Given records:

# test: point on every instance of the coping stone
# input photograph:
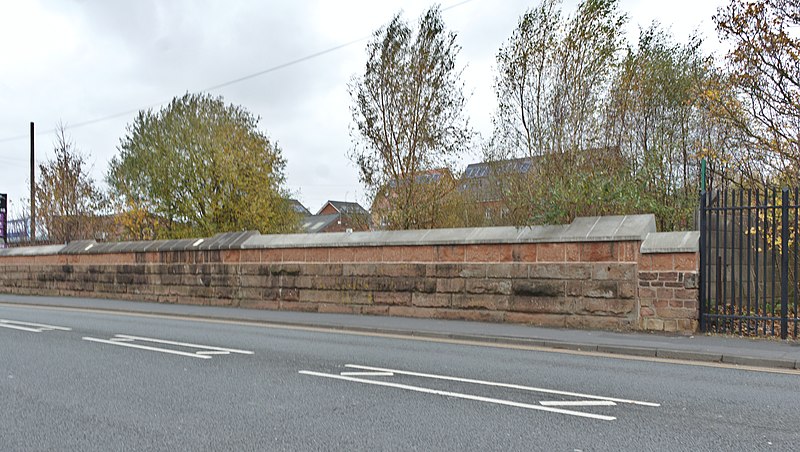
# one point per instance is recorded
(32, 250)
(583, 229)
(671, 242)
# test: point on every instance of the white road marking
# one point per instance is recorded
(577, 403)
(205, 352)
(145, 347)
(36, 327)
(503, 385)
(367, 374)
(459, 395)
(21, 328)
(184, 344)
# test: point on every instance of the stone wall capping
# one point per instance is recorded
(583, 229)
(671, 242)
(32, 250)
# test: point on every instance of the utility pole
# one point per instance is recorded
(33, 192)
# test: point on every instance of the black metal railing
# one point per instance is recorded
(749, 262)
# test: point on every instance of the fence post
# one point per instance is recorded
(784, 263)
(703, 270)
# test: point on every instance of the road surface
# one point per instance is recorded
(89, 380)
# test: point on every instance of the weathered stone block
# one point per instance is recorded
(506, 271)
(435, 300)
(611, 271)
(473, 271)
(539, 288)
(472, 315)
(553, 320)
(541, 305)
(600, 289)
(612, 307)
(560, 271)
(475, 301)
(488, 286)
(392, 298)
(450, 285)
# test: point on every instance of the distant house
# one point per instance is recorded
(342, 208)
(426, 187)
(298, 207)
(337, 216)
(487, 184)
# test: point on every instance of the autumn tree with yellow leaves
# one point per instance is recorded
(199, 167)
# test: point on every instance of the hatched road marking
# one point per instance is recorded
(204, 352)
(30, 327)
(544, 405)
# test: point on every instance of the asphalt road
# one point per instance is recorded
(73, 380)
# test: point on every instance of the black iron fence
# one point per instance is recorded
(749, 262)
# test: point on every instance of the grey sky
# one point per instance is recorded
(76, 61)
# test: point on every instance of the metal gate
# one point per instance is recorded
(749, 262)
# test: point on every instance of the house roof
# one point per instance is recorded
(484, 169)
(346, 208)
(298, 207)
(316, 223)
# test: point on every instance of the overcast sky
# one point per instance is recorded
(99, 61)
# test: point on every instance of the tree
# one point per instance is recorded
(199, 167)
(68, 202)
(763, 68)
(553, 75)
(655, 118)
(408, 115)
(552, 87)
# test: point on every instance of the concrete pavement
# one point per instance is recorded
(705, 348)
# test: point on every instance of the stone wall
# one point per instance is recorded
(577, 275)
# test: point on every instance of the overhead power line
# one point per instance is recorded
(214, 87)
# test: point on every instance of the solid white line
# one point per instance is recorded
(577, 403)
(367, 374)
(502, 385)
(38, 325)
(144, 347)
(183, 344)
(22, 328)
(459, 395)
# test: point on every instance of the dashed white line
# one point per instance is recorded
(503, 385)
(21, 328)
(145, 347)
(183, 344)
(577, 403)
(459, 395)
(367, 374)
(30, 326)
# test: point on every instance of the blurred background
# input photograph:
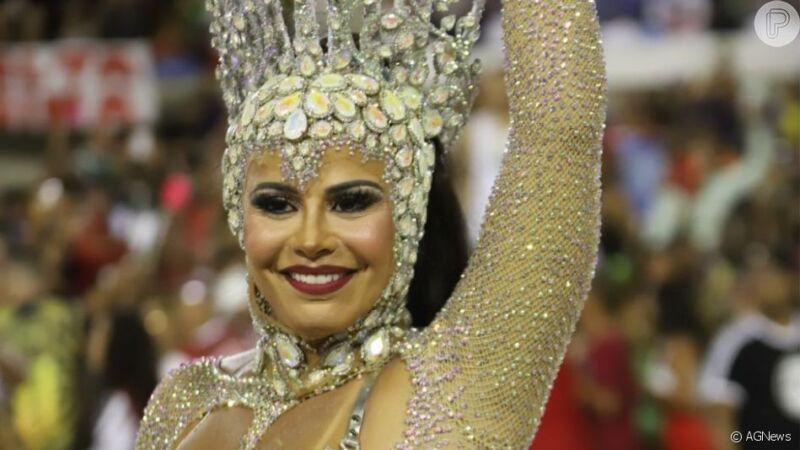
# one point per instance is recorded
(116, 264)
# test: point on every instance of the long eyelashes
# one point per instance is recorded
(272, 203)
(350, 201)
(355, 200)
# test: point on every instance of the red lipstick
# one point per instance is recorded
(321, 280)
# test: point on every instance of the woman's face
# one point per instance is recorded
(323, 255)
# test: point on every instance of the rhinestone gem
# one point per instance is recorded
(404, 41)
(340, 359)
(358, 97)
(287, 105)
(404, 158)
(344, 108)
(275, 129)
(416, 131)
(406, 186)
(400, 75)
(296, 125)
(289, 354)
(321, 129)
(449, 22)
(432, 122)
(357, 130)
(399, 134)
(417, 202)
(407, 226)
(330, 82)
(390, 21)
(307, 66)
(440, 95)
(317, 104)
(419, 76)
(365, 83)
(341, 61)
(376, 347)
(279, 386)
(411, 97)
(247, 112)
(391, 103)
(298, 163)
(265, 112)
(316, 377)
(375, 118)
(239, 22)
(291, 84)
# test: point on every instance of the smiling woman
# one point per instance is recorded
(328, 174)
(321, 256)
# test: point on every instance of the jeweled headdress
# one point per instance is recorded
(380, 78)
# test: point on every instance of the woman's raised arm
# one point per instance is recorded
(488, 361)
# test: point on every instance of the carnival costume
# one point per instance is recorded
(385, 83)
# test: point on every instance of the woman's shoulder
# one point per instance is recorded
(184, 397)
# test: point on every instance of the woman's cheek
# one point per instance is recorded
(263, 239)
(370, 237)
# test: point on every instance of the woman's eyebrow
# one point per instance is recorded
(280, 187)
(337, 188)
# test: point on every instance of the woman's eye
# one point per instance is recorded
(354, 201)
(273, 204)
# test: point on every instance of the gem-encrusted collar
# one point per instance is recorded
(284, 359)
(405, 84)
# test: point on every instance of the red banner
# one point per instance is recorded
(79, 83)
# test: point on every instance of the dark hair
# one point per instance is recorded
(130, 360)
(443, 250)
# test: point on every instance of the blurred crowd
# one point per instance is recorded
(116, 264)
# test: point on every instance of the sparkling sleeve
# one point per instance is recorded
(487, 363)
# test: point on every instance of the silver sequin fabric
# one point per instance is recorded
(483, 370)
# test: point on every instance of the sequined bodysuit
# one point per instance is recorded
(481, 373)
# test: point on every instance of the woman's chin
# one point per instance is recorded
(316, 320)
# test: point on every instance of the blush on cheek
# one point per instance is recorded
(262, 241)
(372, 238)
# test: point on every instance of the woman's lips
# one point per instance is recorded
(317, 281)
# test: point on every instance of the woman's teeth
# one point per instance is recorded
(316, 279)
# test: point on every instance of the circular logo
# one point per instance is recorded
(777, 23)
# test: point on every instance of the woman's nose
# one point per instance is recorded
(314, 239)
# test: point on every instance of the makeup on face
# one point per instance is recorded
(320, 255)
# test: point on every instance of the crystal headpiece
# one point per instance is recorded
(300, 77)
(384, 79)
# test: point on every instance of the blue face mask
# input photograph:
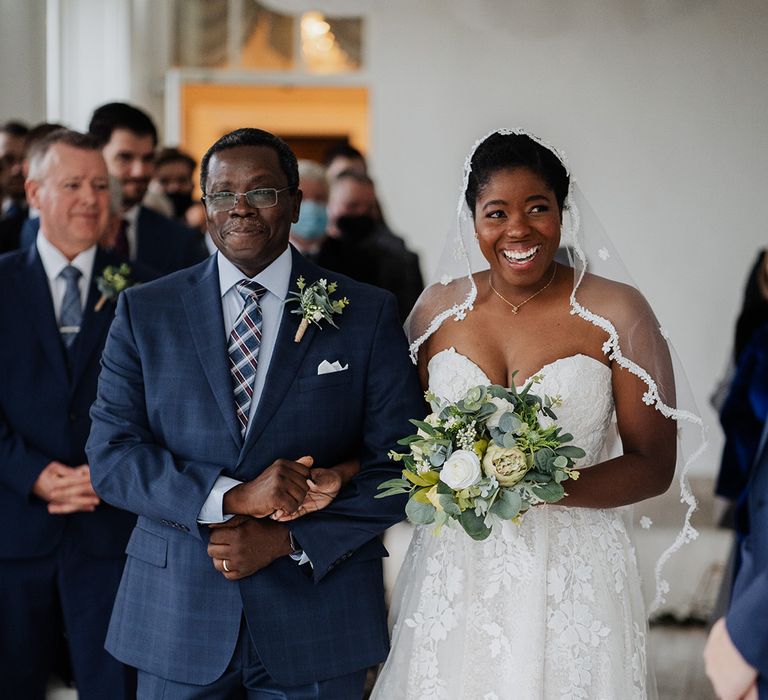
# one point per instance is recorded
(312, 222)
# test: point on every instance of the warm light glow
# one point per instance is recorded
(319, 46)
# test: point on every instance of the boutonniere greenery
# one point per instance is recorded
(113, 280)
(315, 304)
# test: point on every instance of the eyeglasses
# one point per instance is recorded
(263, 198)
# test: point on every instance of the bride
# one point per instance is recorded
(552, 607)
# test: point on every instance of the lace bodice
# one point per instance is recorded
(583, 383)
(549, 609)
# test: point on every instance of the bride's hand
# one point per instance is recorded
(324, 486)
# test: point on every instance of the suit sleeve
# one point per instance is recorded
(747, 618)
(393, 396)
(129, 469)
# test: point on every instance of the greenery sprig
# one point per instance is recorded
(111, 282)
(315, 304)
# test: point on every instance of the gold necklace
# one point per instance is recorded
(516, 307)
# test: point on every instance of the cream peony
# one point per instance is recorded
(461, 470)
(502, 406)
(507, 464)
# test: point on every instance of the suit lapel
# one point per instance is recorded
(36, 293)
(95, 323)
(287, 357)
(202, 303)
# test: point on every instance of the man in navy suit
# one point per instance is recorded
(129, 138)
(283, 610)
(736, 654)
(62, 549)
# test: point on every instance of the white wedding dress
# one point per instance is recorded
(550, 609)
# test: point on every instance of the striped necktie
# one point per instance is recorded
(71, 315)
(244, 343)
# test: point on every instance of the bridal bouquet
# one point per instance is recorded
(485, 458)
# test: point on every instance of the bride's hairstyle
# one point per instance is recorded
(603, 294)
(507, 151)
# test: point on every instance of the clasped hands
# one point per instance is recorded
(66, 489)
(255, 536)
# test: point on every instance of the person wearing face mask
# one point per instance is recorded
(308, 232)
(360, 245)
(173, 175)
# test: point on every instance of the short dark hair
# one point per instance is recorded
(254, 137)
(39, 149)
(174, 155)
(14, 128)
(505, 151)
(119, 115)
(40, 131)
(343, 150)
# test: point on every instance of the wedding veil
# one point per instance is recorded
(634, 339)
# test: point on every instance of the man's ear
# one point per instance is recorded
(32, 189)
(296, 206)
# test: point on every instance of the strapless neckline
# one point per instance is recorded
(576, 356)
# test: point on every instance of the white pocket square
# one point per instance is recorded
(326, 367)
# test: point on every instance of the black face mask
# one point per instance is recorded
(181, 202)
(355, 228)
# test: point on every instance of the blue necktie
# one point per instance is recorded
(71, 315)
(244, 343)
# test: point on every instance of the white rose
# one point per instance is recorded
(461, 470)
(502, 406)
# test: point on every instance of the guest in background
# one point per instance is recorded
(12, 150)
(174, 178)
(358, 246)
(344, 158)
(308, 232)
(128, 138)
(736, 654)
(62, 549)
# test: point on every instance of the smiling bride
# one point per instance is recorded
(552, 607)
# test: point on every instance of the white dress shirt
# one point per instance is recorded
(54, 261)
(275, 278)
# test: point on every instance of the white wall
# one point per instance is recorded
(22, 60)
(660, 106)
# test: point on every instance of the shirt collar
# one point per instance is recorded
(54, 261)
(131, 215)
(274, 278)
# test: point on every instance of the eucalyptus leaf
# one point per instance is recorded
(449, 505)
(420, 513)
(509, 440)
(474, 526)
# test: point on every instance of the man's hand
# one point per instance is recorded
(324, 486)
(246, 545)
(66, 489)
(731, 676)
(282, 486)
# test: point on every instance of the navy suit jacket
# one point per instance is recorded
(44, 411)
(163, 245)
(164, 429)
(747, 617)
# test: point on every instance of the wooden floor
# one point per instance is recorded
(675, 651)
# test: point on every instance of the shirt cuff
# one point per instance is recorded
(213, 508)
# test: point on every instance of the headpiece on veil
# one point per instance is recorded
(634, 339)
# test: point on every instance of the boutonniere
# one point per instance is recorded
(315, 304)
(113, 280)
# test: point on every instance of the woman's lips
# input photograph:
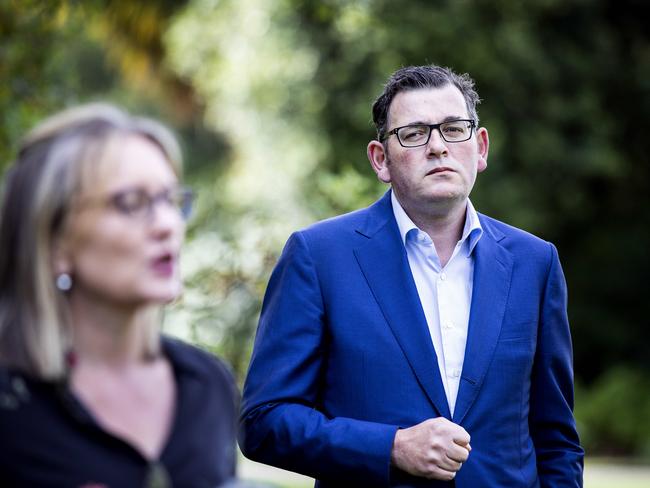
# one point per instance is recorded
(442, 169)
(164, 265)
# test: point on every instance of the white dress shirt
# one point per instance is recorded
(445, 292)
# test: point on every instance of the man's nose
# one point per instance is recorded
(436, 147)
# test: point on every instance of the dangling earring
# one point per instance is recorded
(64, 282)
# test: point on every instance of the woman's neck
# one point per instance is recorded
(105, 334)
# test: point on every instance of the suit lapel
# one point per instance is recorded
(492, 276)
(384, 264)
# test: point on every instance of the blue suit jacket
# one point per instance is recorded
(343, 358)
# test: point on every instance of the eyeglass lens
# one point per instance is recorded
(418, 135)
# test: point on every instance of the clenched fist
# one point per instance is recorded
(435, 448)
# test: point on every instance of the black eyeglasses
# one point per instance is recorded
(138, 203)
(416, 135)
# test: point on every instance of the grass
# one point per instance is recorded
(599, 473)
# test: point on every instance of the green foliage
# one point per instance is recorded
(612, 414)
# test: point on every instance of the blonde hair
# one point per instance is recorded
(54, 161)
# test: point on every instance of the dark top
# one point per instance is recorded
(49, 439)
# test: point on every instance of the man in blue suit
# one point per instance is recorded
(416, 342)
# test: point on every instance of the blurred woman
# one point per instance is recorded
(91, 395)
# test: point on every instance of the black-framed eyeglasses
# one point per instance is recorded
(138, 203)
(415, 135)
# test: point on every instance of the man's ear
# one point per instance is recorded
(483, 141)
(379, 161)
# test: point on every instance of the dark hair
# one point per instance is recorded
(414, 77)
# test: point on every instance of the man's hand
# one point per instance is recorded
(435, 448)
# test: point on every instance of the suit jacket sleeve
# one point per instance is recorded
(281, 423)
(552, 425)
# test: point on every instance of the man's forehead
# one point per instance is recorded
(428, 105)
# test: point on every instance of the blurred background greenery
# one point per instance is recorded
(271, 99)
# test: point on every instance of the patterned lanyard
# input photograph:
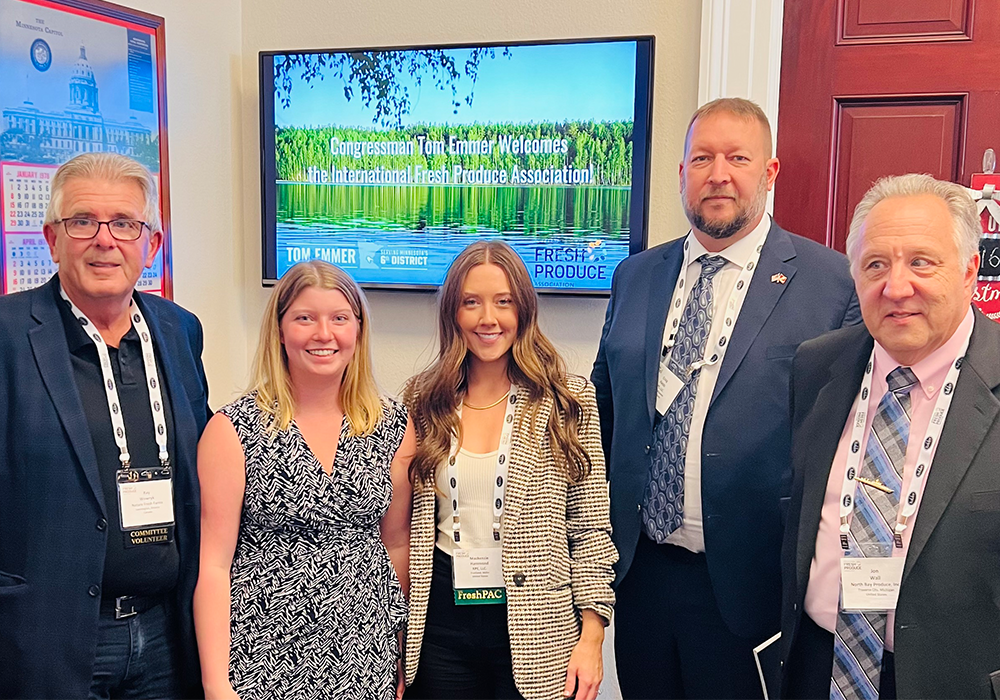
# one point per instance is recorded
(927, 448)
(500, 485)
(736, 298)
(111, 390)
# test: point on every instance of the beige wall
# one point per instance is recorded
(214, 156)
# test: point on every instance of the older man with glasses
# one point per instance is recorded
(102, 400)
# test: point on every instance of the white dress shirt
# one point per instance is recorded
(691, 534)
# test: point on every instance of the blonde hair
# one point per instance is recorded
(112, 167)
(358, 391)
(433, 395)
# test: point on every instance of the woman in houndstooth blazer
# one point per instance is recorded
(494, 369)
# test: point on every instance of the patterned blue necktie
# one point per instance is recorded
(860, 638)
(663, 501)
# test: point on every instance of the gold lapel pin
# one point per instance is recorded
(875, 484)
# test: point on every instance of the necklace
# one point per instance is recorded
(483, 408)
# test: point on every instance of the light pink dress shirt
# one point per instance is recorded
(823, 591)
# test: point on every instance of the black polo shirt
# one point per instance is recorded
(147, 569)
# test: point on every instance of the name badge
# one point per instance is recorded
(477, 576)
(668, 385)
(870, 584)
(145, 499)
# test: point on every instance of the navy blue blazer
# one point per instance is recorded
(52, 543)
(745, 459)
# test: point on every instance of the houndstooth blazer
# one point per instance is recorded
(557, 551)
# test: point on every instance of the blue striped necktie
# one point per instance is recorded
(663, 500)
(860, 637)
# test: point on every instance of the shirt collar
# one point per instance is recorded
(739, 252)
(931, 370)
(76, 337)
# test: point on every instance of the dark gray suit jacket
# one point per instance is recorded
(947, 631)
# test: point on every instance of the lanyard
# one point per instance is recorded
(111, 390)
(736, 298)
(927, 447)
(500, 484)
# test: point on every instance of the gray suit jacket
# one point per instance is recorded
(947, 630)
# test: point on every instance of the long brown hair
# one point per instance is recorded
(433, 396)
(358, 391)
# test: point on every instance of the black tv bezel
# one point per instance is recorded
(638, 239)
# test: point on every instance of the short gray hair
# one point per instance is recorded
(112, 167)
(965, 219)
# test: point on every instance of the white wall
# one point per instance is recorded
(204, 65)
(404, 321)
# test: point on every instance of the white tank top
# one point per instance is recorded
(476, 473)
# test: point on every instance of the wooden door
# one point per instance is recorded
(880, 87)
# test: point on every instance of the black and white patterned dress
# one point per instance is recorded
(316, 604)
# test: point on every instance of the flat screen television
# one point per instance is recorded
(388, 162)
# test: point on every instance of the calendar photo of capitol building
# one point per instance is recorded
(34, 136)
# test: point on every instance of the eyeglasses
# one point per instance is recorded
(121, 229)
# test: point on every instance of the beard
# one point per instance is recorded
(721, 229)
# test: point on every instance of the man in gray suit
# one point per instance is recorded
(891, 559)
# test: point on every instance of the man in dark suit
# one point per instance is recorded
(895, 458)
(692, 386)
(102, 400)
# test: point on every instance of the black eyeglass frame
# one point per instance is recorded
(98, 229)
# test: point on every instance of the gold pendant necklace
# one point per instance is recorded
(484, 408)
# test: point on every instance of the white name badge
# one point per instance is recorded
(870, 584)
(145, 501)
(668, 385)
(477, 575)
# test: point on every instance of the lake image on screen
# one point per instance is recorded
(389, 163)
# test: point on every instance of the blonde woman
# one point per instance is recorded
(305, 509)
(511, 555)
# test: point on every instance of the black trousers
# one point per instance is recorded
(466, 648)
(810, 665)
(670, 639)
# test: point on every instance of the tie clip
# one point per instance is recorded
(876, 484)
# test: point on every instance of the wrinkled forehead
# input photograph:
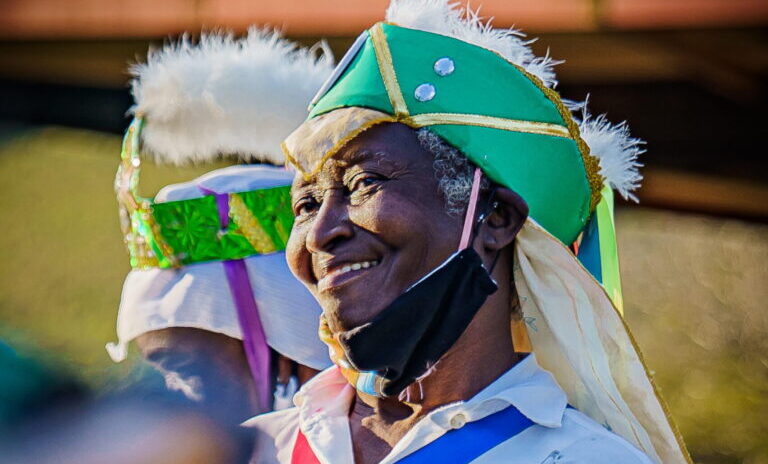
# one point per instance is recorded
(320, 138)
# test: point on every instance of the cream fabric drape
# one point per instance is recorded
(580, 337)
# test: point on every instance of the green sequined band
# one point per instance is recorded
(179, 233)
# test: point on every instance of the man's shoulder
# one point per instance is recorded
(274, 434)
(595, 443)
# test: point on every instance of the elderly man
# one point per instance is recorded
(442, 189)
(210, 294)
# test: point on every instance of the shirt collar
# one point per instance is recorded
(526, 386)
(529, 388)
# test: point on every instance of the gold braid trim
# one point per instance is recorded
(591, 163)
(249, 226)
(387, 71)
(513, 125)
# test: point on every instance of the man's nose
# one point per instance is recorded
(331, 225)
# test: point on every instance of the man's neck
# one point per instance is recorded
(481, 355)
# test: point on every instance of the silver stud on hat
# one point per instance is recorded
(444, 66)
(424, 92)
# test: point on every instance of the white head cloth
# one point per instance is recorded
(198, 296)
(579, 336)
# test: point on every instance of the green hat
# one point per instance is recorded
(503, 117)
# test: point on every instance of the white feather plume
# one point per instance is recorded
(449, 18)
(611, 144)
(616, 150)
(226, 96)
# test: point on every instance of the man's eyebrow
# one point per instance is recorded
(352, 158)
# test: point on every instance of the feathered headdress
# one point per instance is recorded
(225, 96)
(612, 144)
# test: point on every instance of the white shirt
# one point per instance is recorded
(559, 435)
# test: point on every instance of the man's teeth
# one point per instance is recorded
(357, 266)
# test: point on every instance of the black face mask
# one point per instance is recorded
(413, 332)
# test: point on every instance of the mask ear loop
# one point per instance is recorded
(469, 219)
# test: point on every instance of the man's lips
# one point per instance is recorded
(339, 274)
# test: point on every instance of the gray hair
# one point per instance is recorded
(453, 171)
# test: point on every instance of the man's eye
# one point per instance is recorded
(362, 182)
(304, 206)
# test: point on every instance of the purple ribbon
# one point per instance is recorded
(254, 338)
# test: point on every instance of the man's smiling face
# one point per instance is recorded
(370, 224)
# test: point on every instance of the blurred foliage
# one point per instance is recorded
(695, 287)
(696, 290)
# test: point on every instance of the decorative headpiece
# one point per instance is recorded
(222, 97)
(435, 65)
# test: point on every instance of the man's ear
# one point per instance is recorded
(505, 218)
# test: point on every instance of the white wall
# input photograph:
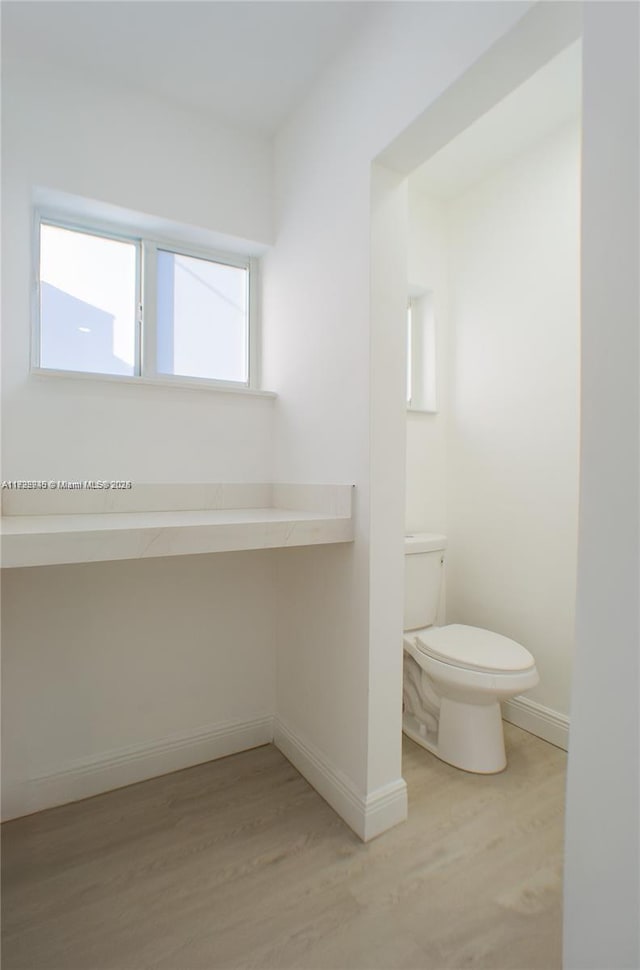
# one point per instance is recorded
(428, 262)
(99, 658)
(102, 659)
(602, 896)
(128, 150)
(328, 365)
(513, 390)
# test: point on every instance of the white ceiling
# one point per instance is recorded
(550, 98)
(245, 63)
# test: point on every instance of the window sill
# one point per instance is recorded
(192, 384)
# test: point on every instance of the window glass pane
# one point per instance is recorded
(87, 302)
(202, 318)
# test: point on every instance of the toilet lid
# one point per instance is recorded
(473, 648)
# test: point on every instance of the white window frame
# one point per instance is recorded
(145, 364)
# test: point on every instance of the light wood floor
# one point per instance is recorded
(240, 864)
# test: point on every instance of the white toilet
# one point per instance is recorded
(454, 676)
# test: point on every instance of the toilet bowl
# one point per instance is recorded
(455, 676)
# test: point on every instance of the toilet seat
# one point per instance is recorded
(472, 648)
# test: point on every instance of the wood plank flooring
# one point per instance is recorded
(240, 864)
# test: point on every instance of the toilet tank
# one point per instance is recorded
(423, 565)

Do this:
Produce an exact repeat of the lines from the one containing "# test: point on every instance of the light wood" through the last line of the data, and nothing more.

Correct output:
# test: point on every instance of the light wood floor
# one point per instance is recorded
(240, 864)
# test: point on every instance of the white toilet
# one point per instance is recorded
(454, 676)
# test: point on every instance of the toilet bowl
# one point per instance is recorded
(455, 676)
# test: point on every instance of the toilet seat
# one point per instance is recorded
(472, 648)
# test: point on every instance of the wood plank flooring
# one point per instance is recorded
(240, 864)
# test: point on every instance of the toilet tank
# one point per instance is recorded
(423, 565)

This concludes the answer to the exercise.